DATA TO EXAMINE: Begin

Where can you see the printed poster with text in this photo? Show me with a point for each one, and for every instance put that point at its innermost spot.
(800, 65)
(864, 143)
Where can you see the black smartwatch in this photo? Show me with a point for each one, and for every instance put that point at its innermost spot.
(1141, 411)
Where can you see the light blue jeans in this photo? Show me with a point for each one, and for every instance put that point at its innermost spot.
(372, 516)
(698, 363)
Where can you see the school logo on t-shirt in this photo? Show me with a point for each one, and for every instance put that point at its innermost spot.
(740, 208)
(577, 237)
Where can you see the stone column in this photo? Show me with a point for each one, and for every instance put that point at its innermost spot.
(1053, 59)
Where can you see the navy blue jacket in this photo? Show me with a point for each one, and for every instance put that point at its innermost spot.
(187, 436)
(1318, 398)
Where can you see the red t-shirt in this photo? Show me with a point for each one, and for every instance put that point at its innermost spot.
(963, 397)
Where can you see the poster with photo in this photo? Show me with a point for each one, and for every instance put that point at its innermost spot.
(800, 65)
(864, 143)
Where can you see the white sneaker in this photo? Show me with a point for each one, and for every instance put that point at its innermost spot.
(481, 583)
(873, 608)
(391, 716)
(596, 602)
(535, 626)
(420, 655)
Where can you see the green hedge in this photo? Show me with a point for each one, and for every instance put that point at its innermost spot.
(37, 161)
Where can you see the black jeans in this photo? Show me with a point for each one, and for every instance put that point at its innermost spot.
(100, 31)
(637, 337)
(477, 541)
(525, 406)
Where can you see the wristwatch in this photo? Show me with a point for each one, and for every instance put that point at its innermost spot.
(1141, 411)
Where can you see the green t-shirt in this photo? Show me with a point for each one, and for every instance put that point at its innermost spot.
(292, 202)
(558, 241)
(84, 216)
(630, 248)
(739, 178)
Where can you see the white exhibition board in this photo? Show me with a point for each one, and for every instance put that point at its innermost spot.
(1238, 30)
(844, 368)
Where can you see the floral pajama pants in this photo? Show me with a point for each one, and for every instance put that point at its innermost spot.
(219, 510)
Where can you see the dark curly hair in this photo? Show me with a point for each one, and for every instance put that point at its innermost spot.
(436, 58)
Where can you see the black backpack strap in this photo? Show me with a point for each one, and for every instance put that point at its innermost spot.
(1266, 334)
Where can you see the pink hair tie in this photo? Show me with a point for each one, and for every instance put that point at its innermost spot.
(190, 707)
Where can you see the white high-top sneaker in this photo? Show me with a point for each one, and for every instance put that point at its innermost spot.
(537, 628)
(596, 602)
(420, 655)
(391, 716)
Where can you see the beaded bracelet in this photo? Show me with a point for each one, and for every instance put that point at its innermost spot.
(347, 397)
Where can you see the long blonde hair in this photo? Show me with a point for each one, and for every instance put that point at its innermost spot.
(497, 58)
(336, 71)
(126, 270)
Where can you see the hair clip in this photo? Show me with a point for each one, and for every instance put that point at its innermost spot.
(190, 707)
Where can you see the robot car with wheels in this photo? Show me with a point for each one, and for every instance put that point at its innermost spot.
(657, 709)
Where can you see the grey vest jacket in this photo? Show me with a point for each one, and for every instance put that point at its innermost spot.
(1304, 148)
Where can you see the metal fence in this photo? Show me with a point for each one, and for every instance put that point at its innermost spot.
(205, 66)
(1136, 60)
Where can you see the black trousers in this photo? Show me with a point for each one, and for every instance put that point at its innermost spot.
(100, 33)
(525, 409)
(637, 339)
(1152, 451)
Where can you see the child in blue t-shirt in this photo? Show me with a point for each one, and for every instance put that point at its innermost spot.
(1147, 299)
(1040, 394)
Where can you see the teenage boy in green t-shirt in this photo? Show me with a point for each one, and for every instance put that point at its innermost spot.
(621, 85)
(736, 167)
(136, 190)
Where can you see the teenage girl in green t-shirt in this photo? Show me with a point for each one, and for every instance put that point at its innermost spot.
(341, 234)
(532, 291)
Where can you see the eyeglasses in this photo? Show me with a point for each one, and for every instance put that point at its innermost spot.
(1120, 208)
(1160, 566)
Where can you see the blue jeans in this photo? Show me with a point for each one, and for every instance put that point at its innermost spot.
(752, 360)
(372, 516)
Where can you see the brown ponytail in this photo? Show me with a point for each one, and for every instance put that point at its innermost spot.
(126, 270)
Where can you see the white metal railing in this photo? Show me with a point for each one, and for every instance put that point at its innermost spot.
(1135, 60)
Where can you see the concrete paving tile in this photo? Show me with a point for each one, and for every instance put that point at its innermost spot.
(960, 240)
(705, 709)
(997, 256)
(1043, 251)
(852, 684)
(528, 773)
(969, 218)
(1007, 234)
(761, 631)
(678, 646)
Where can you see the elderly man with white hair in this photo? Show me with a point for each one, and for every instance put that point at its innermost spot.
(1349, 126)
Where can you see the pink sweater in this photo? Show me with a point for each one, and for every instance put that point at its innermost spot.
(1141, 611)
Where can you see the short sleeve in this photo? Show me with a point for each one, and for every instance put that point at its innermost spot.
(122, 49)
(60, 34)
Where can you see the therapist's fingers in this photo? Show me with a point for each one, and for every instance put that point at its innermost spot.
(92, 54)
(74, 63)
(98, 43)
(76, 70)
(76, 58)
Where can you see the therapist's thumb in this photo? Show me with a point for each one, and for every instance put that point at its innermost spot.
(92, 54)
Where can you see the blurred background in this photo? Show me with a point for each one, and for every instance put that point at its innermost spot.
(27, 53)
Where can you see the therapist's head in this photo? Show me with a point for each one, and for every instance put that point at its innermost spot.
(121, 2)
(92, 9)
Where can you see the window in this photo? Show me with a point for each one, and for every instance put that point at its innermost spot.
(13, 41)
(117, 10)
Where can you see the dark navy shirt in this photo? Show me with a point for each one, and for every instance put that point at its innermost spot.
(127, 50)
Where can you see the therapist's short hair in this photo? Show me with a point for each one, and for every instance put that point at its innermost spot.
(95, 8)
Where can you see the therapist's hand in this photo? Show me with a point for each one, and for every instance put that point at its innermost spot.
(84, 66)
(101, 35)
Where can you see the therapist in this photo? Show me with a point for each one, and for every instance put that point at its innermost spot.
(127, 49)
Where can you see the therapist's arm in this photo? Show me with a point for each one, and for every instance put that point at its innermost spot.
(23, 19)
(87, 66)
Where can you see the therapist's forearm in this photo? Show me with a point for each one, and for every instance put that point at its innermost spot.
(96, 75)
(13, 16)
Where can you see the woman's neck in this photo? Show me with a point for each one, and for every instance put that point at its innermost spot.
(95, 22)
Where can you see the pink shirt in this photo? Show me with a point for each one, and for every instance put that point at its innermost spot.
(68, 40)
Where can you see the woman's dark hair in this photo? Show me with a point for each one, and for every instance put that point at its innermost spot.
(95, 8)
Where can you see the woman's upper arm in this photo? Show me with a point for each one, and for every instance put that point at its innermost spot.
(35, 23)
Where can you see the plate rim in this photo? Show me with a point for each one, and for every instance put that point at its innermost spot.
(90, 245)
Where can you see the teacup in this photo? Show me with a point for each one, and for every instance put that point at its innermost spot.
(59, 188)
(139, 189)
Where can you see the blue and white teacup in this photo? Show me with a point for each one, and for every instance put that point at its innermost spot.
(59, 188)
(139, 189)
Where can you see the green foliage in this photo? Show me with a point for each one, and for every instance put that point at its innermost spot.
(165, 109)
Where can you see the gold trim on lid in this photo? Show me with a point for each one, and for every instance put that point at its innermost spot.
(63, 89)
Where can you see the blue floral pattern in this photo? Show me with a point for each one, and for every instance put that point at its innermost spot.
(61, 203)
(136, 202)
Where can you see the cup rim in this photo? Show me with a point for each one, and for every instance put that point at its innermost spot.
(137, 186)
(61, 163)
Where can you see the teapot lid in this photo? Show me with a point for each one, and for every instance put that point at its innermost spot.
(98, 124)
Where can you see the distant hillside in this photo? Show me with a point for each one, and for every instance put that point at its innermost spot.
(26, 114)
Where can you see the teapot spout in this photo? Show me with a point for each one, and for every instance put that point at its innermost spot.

DATA TO EXAMINE: End

▶ **TASK INSTRUCTIONS**: Nothing but the lines from the one with "Where can you see the woman's neck" through the final line of the data above should be output, exactly as written.

▶ **EXERCISE RESULT**:
Where can you see the woman's neck in this photo? Show me with a point for each one, and for every instance put that point at its innermost spot.
(95, 22)
Where can you see the pink shirt in this photo? Show me with a point for each one, and for every instance put that point at its innermost spot.
(68, 40)
Where can you see the woman's dark hair in this photo? Show me with a point for each one, and for every instance put that point at its innermost spot.
(95, 8)
Where can you see the woman's upper arm in this photo? Show me with a point for each one, and for every instance put that point at its innermost spot.
(35, 23)
Where can you see the plate rim in this photo? Show me with a point for each one, and for every instance put that point at its innermost spot.
(90, 245)
Where can you see the teacup in this photo? Show me with a point for each one, and for every instance put that point at its innermost spot.
(59, 188)
(139, 189)
Where can you see the blue and white teacup in this photo? Show me with a point for each one, and for every instance put that point at its innermost spot.
(59, 188)
(139, 189)
Where can you see the green foliage in this photo? Show me with a point for each one, and for every instance put that point at its innermost spot.
(165, 109)
Where can you see the gold trim on lid in this photo? Show me with a point for each one, and for every instance put that point at its innermost spot.
(63, 89)
Where can you see the blue floral pattern in this photo? Show me with a point for each one, and for every instance put that point at its innermost spot.
(61, 203)
(136, 202)
Where can you see the cup rim in this photo? Show me with a point for each one, and for every instance put that point at its innermost spot.
(137, 186)
(61, 163)
Where can you see the teapot lid in this photo? Show me with a point for each one, and for every instance put that point at its innermost spot.
(98, 124)
Where can you see the distant hillside in this photo? Show me with a point for each one, and for every instance put that point at its innermost spot.
(26, 114)
Where can you see the teapot spout in this photo? Show me with a point for each one, and for every instance put that point at its innermost spot.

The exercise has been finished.